▶ _WHAT THE TASK ASKS_: Reproduce the text of the records below line for line, with no changes, and leave the pictures out.

▶ _ROWS_:
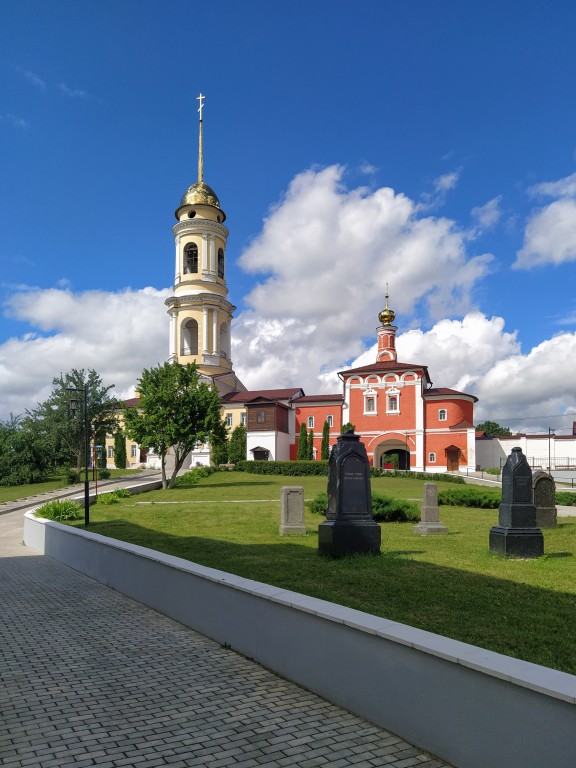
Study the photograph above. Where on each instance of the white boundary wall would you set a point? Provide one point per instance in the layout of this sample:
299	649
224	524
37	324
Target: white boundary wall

▶ _OUTPUT FOR THIS EXERCISE_:
Study the photograph above. Where on each instance of the white boundary wall would you set a point? Provide one point per instance in the layout of this sample:
299	649
224	524
37	324
Target: white boundary wall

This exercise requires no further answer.